* REQUIRED TASK:
State how many lines in the listing below contain the string "blue", treating uppercase and lowercase as distinct. Reply with the number alone.

--- Start PROVIDED RECORDS ---

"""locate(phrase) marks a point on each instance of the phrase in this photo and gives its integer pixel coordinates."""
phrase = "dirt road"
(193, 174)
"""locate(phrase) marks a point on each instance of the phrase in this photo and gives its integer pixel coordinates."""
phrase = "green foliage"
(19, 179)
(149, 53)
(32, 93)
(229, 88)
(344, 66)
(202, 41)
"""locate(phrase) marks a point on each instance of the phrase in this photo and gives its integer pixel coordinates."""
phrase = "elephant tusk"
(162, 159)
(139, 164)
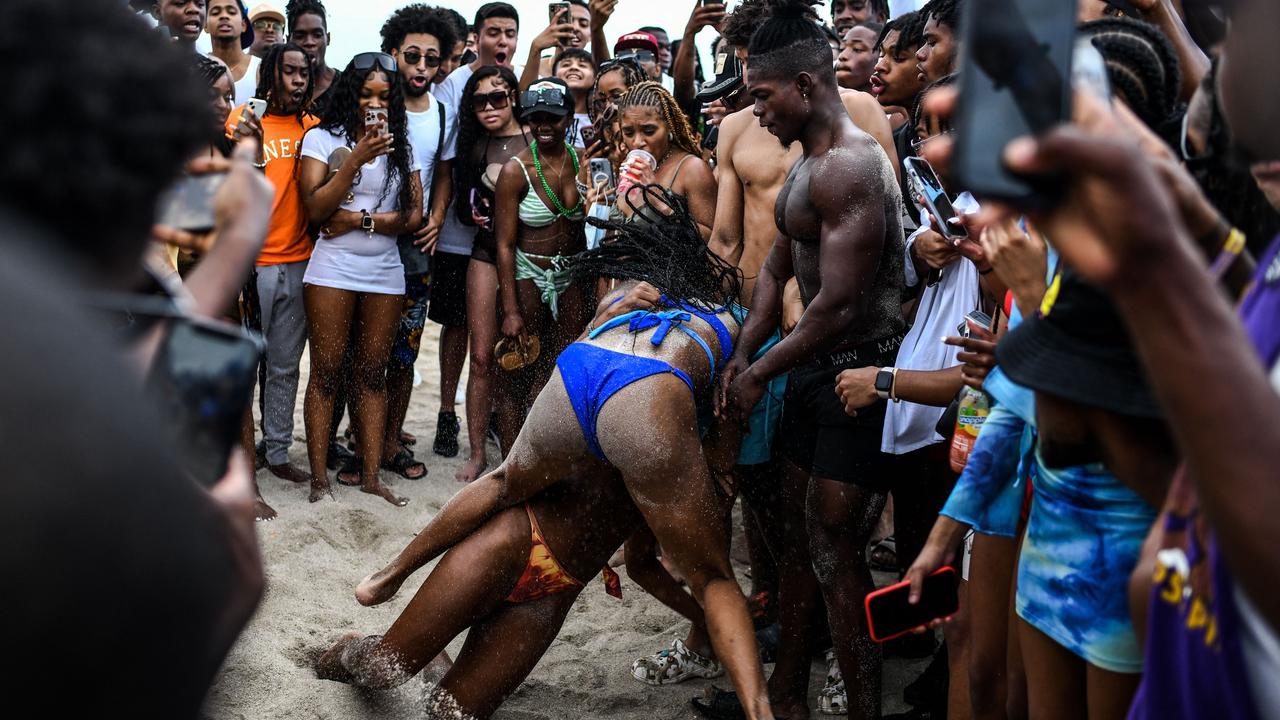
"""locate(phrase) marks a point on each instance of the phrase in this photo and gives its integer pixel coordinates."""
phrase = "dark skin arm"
(511, 183)
(850, 244)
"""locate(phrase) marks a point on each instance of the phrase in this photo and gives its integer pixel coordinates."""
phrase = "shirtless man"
(840, 235)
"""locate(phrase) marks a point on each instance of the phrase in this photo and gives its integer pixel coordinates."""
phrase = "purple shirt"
(1194, 655)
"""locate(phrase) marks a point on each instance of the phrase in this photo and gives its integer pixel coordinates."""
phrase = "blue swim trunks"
(758, 443)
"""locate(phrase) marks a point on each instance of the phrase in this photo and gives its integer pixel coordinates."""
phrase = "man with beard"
(448, 240)
(417, 36)
(182, 19)
(839, 232)
(286, 81)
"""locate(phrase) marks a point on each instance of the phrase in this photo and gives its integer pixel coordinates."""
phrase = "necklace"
(547, 186)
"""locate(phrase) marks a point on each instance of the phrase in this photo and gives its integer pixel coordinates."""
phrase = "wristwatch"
(885, 381)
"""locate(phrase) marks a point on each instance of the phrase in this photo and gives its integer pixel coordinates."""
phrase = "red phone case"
(871, 596)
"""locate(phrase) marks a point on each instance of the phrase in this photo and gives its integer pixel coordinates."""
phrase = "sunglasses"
(415, 57)
(366, 60)
(543, 96)
(497, 100)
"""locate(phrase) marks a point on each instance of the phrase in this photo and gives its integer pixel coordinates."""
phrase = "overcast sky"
(355, 23)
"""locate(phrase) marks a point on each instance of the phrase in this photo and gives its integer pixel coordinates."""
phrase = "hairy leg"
(991, 570)
(483, 327)
(548, 449)
(1056, 687)
(840, 519)
(670, 483)
(378, 317)
(329, 319)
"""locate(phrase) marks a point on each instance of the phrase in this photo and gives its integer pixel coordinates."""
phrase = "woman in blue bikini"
(625, 401)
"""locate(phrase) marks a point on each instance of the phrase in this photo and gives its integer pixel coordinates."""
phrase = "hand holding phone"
(890, 614)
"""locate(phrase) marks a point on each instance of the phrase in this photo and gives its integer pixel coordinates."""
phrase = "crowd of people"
(675, 288)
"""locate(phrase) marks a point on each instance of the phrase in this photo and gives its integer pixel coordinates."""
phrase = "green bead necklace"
(547, 187)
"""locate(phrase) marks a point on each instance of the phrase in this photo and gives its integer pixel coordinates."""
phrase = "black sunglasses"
(415, 57)
(366, 60)
(497, 100)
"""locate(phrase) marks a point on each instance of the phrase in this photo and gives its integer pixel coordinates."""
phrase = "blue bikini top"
(662, 322)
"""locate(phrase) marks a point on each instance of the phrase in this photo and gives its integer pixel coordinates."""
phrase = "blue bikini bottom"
(594, 374)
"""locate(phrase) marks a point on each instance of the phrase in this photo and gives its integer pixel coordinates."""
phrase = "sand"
(315, 555)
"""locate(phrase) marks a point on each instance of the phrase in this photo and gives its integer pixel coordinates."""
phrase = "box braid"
(653, 95)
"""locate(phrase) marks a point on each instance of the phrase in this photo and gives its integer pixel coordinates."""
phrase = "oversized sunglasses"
(543, 96)
(366, 60)
(497, 100)
(415, 57)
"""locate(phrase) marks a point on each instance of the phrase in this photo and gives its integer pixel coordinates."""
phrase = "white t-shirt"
(910, 425)
(247, 85)
(357, 260)
(455, 237)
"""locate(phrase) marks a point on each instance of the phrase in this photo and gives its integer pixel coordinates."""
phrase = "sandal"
(883, 556)
(718, 705)
(832, 700)
(402, 463)
(675, 665)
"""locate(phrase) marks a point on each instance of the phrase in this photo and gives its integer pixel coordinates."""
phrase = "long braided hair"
(649, 94)
(666, 251)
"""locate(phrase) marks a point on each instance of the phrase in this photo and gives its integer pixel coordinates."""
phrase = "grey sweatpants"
(284, 327)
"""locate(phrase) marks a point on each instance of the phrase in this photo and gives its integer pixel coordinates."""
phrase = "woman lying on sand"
(616, 417)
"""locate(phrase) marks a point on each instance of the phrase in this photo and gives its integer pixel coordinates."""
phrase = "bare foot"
(384, 492)
(288, 472)
(379, 587)
(472, 469)
(264, 511)
(329, 665)
(319, 488)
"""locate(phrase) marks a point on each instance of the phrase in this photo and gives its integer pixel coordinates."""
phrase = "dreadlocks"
(269, 76)
(791, 41)
(666, 251)
(295, 9)
(652, 95)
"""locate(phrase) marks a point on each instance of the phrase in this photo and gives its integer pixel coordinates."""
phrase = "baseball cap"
(638, 40)
(547, 95)
(728, 76)
(1078, 347)
(265, 12)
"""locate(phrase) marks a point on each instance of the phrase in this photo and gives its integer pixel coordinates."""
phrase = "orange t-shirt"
(287, 238)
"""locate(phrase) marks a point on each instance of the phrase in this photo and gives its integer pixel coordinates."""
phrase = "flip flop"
(718, 705)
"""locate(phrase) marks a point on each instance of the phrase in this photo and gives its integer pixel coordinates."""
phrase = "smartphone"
(204, 376)
(977, 318)
(1016, 55)
(890, 615)
(257, 106)
(188, 204)
(600, 171)
(936, 200)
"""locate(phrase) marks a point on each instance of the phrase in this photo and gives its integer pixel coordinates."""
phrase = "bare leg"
(991, 572)
(545, 451)
(378, 318)
(840, 520)
(1056, 687)
(644, 568)
(483, 326)
(329, 319)
(645, 431)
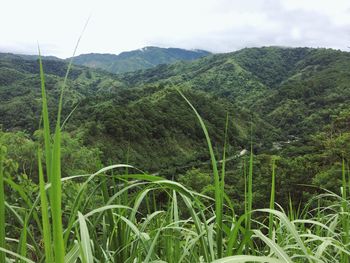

--- End PROVIDED RECORDS ---

* THE ANSWER:
4